Your goal:
Give every line of the records that follow as a JSON list of strings, one string per line, leaving out blank lines and the pictures.

── Records ──

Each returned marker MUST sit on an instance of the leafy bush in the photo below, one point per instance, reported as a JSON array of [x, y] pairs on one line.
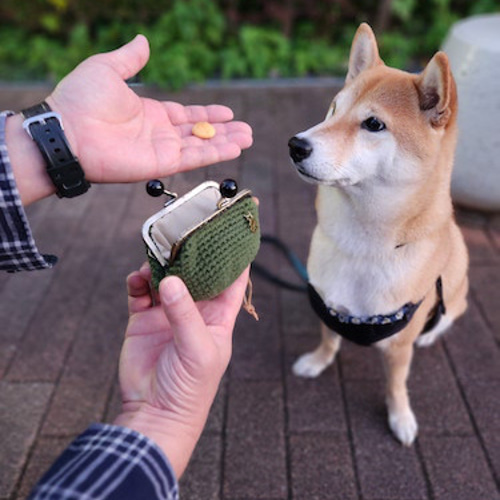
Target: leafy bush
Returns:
[[192, 40]]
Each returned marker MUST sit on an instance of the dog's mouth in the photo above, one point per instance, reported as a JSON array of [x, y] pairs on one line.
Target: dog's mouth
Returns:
[[341, 182]]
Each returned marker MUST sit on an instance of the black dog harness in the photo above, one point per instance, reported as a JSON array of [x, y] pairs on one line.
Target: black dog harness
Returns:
[[367, 330]]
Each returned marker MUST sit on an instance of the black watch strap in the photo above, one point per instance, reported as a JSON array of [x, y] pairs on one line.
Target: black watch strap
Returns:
[[45, 128]]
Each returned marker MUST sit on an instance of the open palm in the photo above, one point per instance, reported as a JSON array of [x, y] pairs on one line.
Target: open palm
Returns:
[[122, 137]]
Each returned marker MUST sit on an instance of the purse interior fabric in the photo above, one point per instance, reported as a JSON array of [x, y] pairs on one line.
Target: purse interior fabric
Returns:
[[181, 217]]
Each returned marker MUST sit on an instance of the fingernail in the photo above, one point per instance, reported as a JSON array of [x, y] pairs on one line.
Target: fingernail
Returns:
[[172, 290]]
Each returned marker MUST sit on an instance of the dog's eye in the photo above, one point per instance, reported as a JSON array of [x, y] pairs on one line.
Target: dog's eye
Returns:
[[373, 124]]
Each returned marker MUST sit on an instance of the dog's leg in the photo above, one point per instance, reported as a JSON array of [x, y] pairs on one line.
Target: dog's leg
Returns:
[[402, 421], [313, 363]]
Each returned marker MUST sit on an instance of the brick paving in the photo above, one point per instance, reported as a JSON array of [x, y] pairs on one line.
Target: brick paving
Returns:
[[270, 435]]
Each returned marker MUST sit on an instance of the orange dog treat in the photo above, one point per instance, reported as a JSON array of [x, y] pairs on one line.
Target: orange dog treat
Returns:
[[203, 130]]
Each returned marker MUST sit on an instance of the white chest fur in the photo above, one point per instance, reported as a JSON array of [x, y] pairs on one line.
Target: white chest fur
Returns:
[[353, 260]]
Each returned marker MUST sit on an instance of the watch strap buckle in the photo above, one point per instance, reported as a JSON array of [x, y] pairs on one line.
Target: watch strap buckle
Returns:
[[41, 120]]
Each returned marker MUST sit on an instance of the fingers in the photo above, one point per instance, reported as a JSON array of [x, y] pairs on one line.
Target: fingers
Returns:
[[129, 59], [189, 329], [214, 113]]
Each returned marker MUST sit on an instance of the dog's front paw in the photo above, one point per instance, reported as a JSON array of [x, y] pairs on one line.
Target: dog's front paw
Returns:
[[404, 426], [311, 365]]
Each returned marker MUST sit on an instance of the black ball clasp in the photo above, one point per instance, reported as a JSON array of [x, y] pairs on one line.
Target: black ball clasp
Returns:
[[155, 188], [228, 188]]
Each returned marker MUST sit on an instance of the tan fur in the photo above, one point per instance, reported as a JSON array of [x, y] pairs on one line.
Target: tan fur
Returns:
[[403, 200]]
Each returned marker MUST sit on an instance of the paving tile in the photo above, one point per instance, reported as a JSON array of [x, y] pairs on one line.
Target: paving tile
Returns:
[[202, 478], [435, 395], [297, 316], [386, 469], [14, 319], [485, 282], [491, 440], [322, 467], [22, 407], [493, 228], [313, 404], [255, 463], [472, 348], [51, 332], [457, 468], [257, 344], [360, 362], [45, 452], [90, 370]]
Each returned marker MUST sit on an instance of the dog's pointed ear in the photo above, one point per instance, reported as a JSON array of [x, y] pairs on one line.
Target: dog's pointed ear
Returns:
[[364, 52], [436, 90]]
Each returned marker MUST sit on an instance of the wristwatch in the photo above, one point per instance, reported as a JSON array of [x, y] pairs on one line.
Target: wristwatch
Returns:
[[45, 127]]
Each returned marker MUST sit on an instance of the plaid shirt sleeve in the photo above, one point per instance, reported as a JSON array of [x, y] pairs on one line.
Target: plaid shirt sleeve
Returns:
[[18, 251], [109, 462]]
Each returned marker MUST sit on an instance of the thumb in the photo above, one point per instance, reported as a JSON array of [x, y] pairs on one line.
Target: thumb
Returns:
[[188, 327], [130, 58]]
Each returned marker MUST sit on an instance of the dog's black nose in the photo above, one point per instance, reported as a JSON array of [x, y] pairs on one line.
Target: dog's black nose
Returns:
[[300, 149]]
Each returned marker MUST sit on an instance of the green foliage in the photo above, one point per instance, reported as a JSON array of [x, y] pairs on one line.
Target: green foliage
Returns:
[[194, 40]]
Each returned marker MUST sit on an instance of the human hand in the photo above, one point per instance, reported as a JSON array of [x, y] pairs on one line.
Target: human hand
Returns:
[[173, 358], [121, 137]]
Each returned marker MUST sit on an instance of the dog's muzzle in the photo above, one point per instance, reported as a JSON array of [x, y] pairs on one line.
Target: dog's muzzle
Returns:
[[300, 149]]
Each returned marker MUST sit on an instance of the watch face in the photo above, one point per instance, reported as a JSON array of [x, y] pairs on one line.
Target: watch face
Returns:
[[45, 128]]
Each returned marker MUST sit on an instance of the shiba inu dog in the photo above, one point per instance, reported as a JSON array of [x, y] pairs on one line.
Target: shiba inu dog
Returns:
[[387, 260]]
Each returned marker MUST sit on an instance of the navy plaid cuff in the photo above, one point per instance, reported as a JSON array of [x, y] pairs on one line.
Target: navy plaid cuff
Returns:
[[108, 462]]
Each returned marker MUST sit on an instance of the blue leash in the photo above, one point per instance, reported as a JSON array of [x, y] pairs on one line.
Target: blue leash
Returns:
[[297, 265]]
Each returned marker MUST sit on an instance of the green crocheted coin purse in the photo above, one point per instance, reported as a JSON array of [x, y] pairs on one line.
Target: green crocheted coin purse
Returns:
[[204, 237]]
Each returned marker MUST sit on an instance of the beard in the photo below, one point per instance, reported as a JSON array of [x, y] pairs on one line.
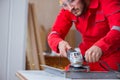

───

Full response:
[
  "Each returned marker MUST sit on an instance of the leafy bush in the photo below, one point per instance, reported as a JSON array of [x, y] pairs on one line.",
  "Target: leafy bush",
  "Returns:",
  "[[192, 40]]",
  "Each returned marker MUST sit on an instance of the dog's mouth in the photo above, one point per instance, reported as a JSON array of [x, y] pairs on one line.",
  "Target: dog's mouth",
  "Returns:",
  "[[341, 182]]",
  "Each returned marker MUST sit on an instance of the black dog harness in the photo above, one point per instance, reported as a JSON array of [x, y] pairs on one line.",
  "Target: black dog harness",
  "Returns:",
  "[[367, 330]]",
  "Each returned marker MUST sit on an instance of the black watch strap in the photo above, one point per instance, reported as a JSON array of [x, y] pairs on one line.",
  "Target: black watch strap",
  "Returns:",
  "[[45, 128]]",
  "Each returned marker MUST sit on an instance of the open palm in the photo above, one point per instance, reported as a JSON array of [x, y] pairs on one line.",
  "Target: open palm",
  "Returns:",
  "[[122, 137]]",
  "Each returned marker MUST sit on an instance of the purse interior fabric in the photo above, one point per instance, reported as a JSON array of [x, y] pairs on one line.",
  "Target: purse interior fabric",
  "Returns:",
  "[[181, 217]]",
  "Each returned marker MUST sit on an instance of the fingernail in the photo above, one point per instance, reported as a JSON array of [x, y] pairs on one line.",
  "Target: fingernail",
  "Returns:",
  "[[172, 290]]",
  "Each returned marker MUST sit on an instance of the dog's eye in the photo above, one point per instance, reported as a JSON array of [x, y] pairs on one line.",
  "Target: dog's eye",
  "Returns:",
  "[[373, 124]]",
  "Each returned marker MUST sit on an instance of the dog's leg in the photo above, one point per instance, reported as a JSON array of [x, y] pairs on one line.",
  "Target: dog's leg",
  "Returns:",
  "[[402, 421], [313, 363]]",
  "Each returned marker MUST sit on an instance of the brick paving in the photo above, one point per instance, reported as a JSON array of [x, y] pairs on one line.",
  "Target: brick paving",
  "Returns:",
  "[[270, 435]]",
  "Each returned marker MUST sit on an instance of the orange dog treat in the photo above, one point per instance, reported as a JSON array of [x, y] pairs on one line.",
  "Target: orange dog treat",
  "Returns:",
  "[[203, 130]]",
  "Each returned marker MUST sit on an instance of the white chest fur in the photo above, one point per instance, reported as a JSON array of [x, y] pairs on one line.",
  "Target: white chest fur",
  "Returns:",
  "[[353, 260]]",
  "Each returned marker MUST sit on an instance of the watch strap buckle in the photo above, one point per instance, reported as a JSON array of [x, y] pairs on one line.",
  "Target: watch strap buckle",
  "Returns:",
  "[[41, 120]]",
  "Each returned marker MUST sit on an instance of the fingers in the photo above, one point per instance, reported as a JSON array of [x, y] pairs on one line.",
  "Target: fingers",
  "Returns:",
  "[[129, 59], [189, 329], [214, 113]]",
  "Each returned marker MUST sit on an instance of the dog's front paw in the photo above, one point per instance, reported as a JSON array of [x, y] pairs on one line.",
  "Target: dog's front paw",
  "Returns:",
  "[[404, 426], [311, 365]]",
  "Each returned marker MUST sit on an instance of the black ball clasp in the photo above, one point per instance, reported as a JSON array of [x, y] pairs on one line.",
  "Target: black ball clasp",
  "Returns:",
  "[[155, 188], [228, 188]]",
  "Each returned marker MUST sit on an instance of the tan fur in the photo above, one point per instance, reported as a JSON array of [x, y] pairs on one line.",
  "Target: tan fur",
  "Returns:",
  "[[403, 200]]",
  "Each returned marker MUST sit on an instance of the paving tile in the photo above, one point per instance, reported as a JSON array of [x, y] pairs on one line.",
  "Target: paving tile",
  "Returns:",
  "[[202, 478], [435, 395], [297, 316], [386, 469], [14, 319], [485, 282], [491, 440], [322, 467], [22, 407], [493, 228], [313, 404], [255, 463], [472, 348], [51, 332], [457, 468], [257, 344], [360, 362], [45, 452], [90, 370]]",
  "Each returned marker MUST sit on an instance of the dog's pointed ear in the photo above, one point per instance, reported as a JSON array of [x, y] pairs on one line.",
  "Target: dog's pointed ear",
  "Returns:",
  "[[364, 52], [436, 90]]",
  "Each returned marker MUST sit on an instance of the wristwatch in the photo above, one point per instance, reported as a JSON array of [x, y] pairs on one line.",
  "Target: wristwatch",
  "Returns:",
  "[[45, 127]]",
  "Each returned marker MUST sit on an instance of the plaid shirt sleeve in the photo above, one point per instance, reported as a JSON array of [x, y] pairs on one line.",
  "Target: plaid shirt sleeve",
  "Returns:",
  "[[18, 251], [109, 462]]",
  "Each returned marker MUST sit on an instance of the thumb in the photo above, one point per instance, reported as a JSON array of [x, y] pairs on one line.",
  "Target: thumb",
  "Returns:",
  "[[188, 327], [130, 58]]",
  "Each returned marker MUST sit on an instance of the dog's black nose in the photo above, one point per instance, reported as a JSON array of [x, y] pairs on one line.",
  "Target: dog's black nose",
  "Returns:",
  "[[300, 149]]",
  "Each returned marker MUST sit on an instance of the green foliage in the photo above, one point per instance, reported as a JSON array of [x, y] pairs on one line.",
  "Target: green foliage",
  "Returns:",
  "[[194, 40]]",
  "Each returned marker MUST sit on an instance of the human hand in the photo above, one point per instance, reported as a JSON array of [x, y] pairs on one line.",
  "Target: human hand",
  "Returns:",
  "[[173, 358], [121, 137]]",
  "Each returned marker MUST sit on an instance of the dog's muzzle in the photo above, one point per instance, reported as a JSON array of [x, y] pairs on one line.",
  "Target: dog's muzzle",
  "Returns:",
  "[[300, 149]]",
  "Each returned marker MUST sit on an instance of the watch face in the photo above, one point per instance, reported as a JSON array of [x, y] pairs on one line.",
  "Target: watch face",
  "Returns:",
  "[[45, 128]]",
  "Each returned marker MUST sit on an instance of the shiba inu dog in the photo above, one point per instance, reported as a JSON array of [x, y] pairs on one line.",
  "Target: shiba inu dog",
  "Returns:",
  "[[387, 260]]",
  "Each returned marker MUST sit on an instance of the navy plaid cuff in the photo above, one point per instance, reported as a JSON array of [x, y] pairs on one line.",
  "Target: navy plaid cuff",
  "Returns:",
  "[[108, 462]]",
  "Each returned marker MUST sit on an instance of the blue leash in the photo above, one point per instance, reported as a JSON array of [x, y] pairs on one line.",
  "Target: blue leash",
  "Returns:",
  "[[297, 265]]",
  "Each returned marker MUST sit on an instance of the green crocheted coin purse in the photo above, one point per instance, reported as a JSON array of [x, y] pairs on one line.",
  "Target: green crocheted coin purse",
  "Returns:",
  "[[204, 237]]",
  "Each returned marker MUST sit on an instance of the beard in the photo below, one point per instance, reported as a JSON array of [x, y] pairs on one line."
]